Among the entries below, find the line with "box: [166, 0, 252, 19]", then quote it and each following line up to and including the line with "positive clicks: (237, 18) (227, 31)", and nothing else.

** Opening Data for the task block **

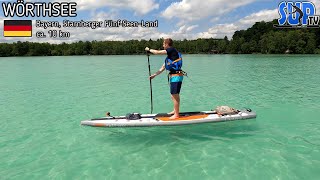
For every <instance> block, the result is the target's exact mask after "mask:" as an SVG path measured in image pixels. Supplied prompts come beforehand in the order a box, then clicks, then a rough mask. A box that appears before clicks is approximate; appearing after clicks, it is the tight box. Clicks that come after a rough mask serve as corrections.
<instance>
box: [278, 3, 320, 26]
mask: <svg viewBox="0 0 320 180" xmlns="http://www.w3.org/2000/svg"><path fill="white" fill-rule="evenodd" d="M278 11H279V15H280V18H279V19H278V23H279V24H277V25H274V27H276V28H319V27H320V26H319V21H320V16H319V15H316V7H315V5H314V4H313V3H312V2H308V1H302V2H299V1H297V2H291V1H288V2H286V1H283V2H281V3H280V4H279V7H278Z"/></svg>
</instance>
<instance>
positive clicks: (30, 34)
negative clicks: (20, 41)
mask: <svg viewBox="0 0 320 180" xmlns="http://www.w3.org/2000/svg"><path fill="white" fill-rule="evenodd" d="M3 24H4V27H3V36H4V37H32V21H31V20H4V23H3Z"/></svg>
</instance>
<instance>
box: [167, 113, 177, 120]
mask: <svg viewBox="0 0 320 180" xmlns="http://www.w3.org/2000/svg"><path fill="white" fill-rule="evenodd" d="M178 118H179V115H176V114H174V115H173V116H171V117H170V118H169V119H172V120H173V119H178Z"/></svg>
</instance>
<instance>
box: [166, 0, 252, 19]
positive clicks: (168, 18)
mask: <svg viewBox="0 0 320 180" xmlns="http://www.w3.org/2000/svg"><path fill="white" fill-rule="evenodd" d="M254 1H255V0H229V1H226V0H206V1H205V2H202V3H201V2H199V1H194V0H182V1H181V2H174V3H172V4H171V5H170V6H169V7H168V8H166V9H165V10H164V11H163V12H162V16H163V17H164V18H167V19H172V18H173V17H176V18H179V19H183V20H187V21H193V20H200V19H202V18H207V17H213V18H214V17H215V16H220V15H222V14H224V13H227V12H230V11H232V10H234V9H236V8H238V7H241V6H244V5H247V4H249V3H252V2H254Z"/></svg>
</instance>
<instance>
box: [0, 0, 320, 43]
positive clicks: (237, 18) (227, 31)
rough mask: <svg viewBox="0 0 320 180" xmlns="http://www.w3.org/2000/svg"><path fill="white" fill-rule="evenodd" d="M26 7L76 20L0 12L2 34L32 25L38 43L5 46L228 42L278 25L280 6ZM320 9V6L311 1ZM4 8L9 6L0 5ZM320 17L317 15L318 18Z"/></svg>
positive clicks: (208, 0) (137, 2) (238, 1)
mask: <svg viewBox="0 0 320 180" xmlns="http://www.w3.org/2000/svg"><path fill="white" fill-rule="evenodd" d="M25 1H26V2H36V1H37V2H53V1H56V2H76V3H77V17H67V18H61V17H59V18H54V17H35V18H30V17H23V18H20V17H4V13H3V9H2V7H1V8H0V31H1V32H3V20H4V19H15V20H19V19H31V20H33V37H28V38H21V37H20V38H7V37H3V36H1V37H0V42H9V43H11V42H16V41H29V42H49V43H62V42H66V43H70V42H76V41H93V40H97V41H104V40H130V39H137V40H141V39H146V40H149V39H154V40H155V39H158V38H167V37H171V38H172V39H179V40H182V39H188V40H190V39H197V38H223V37H224V36H227V37H228V38H229V39H231V38H232V35H233V33H234V32H235V31H237V30H242V29H247V28H249V27H251V26H252V25H253V24H254V23H255V22H258V21H271V20H273V19H278V18H279V17H280V16H279V13H278V4H279V3H280V2H281V1H280V0H204V1H200V0H182V1H174V0H158V1H156V0H53V1H48V0H47V1H46V0H42V1H41V0H30V1H28V0H25ZM310 1H311V2H313V3H314V4H315V5H316V8H317V9H320V2H319V0H310ZM0 2H1V3H2V2H8V1H3V0H0ZM317 14H318V13H317ZM65 19H66V20H70V21H79V20H84V21H104V20H114V21H116V20H118V19H121V20H128V21H138V22H140V21H141V20H144V21H155V20H158V27H155V28H144V27H116V28H108V27H107V28H98V29H94V30H93V29H90V28H64V27H62V28H61V29H59V28H49V29H43V28H36V27H35V21H36V20H46V21H60V22H61V24H62V21H63V20H65ZM50 29H51V30H62V31H67V32H70V34H71V36H70V38H49V37H47V38H36V37H35V33H36V32H37V31H43V32H45V33H48V32H47V31H49V30H50Z"/></svg>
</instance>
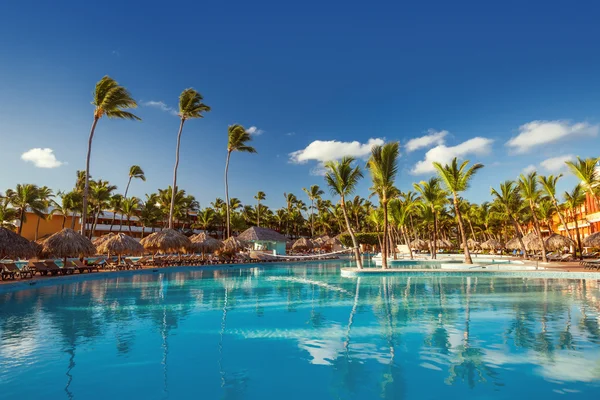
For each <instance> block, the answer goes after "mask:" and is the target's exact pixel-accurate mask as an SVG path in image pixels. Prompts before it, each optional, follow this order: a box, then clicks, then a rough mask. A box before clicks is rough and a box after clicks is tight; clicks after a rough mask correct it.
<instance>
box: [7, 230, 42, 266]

** Closing Data for the task block **

**Result:**
box: [166, 0, 252, 19]
positive clicks: (168, 18)
mask: <svg viewBox="0 0 320 180" xmlns="http://www.w3.org/2000/svg"><path fill="white" fill-rule="evenodd" d="M254 1H255V0H229V1H226V0H206V1H205V2H202V3H201V2H199V1H194V0H182V1H181V2H174V3H172V4H171V5H170V6H169V7H168V8H166V9H165V10H164V11H163V12H162V16H163V17H164V18H167V19H172V18H173V17H176V18H179V19H183V20H187V21H193V20H200V19H202V18H207V17H213V18H214V17H215V16H220V15H222V14H224V13H227V12H230V11H232V10H234V9H236V8H238V7H241V6H244V5H247V4H249V3H252V2H254Z"/></svg>
</instance>
<instance>
box: [0, 0, 320, 43]
positive clicks: (237, 18) (227, 31)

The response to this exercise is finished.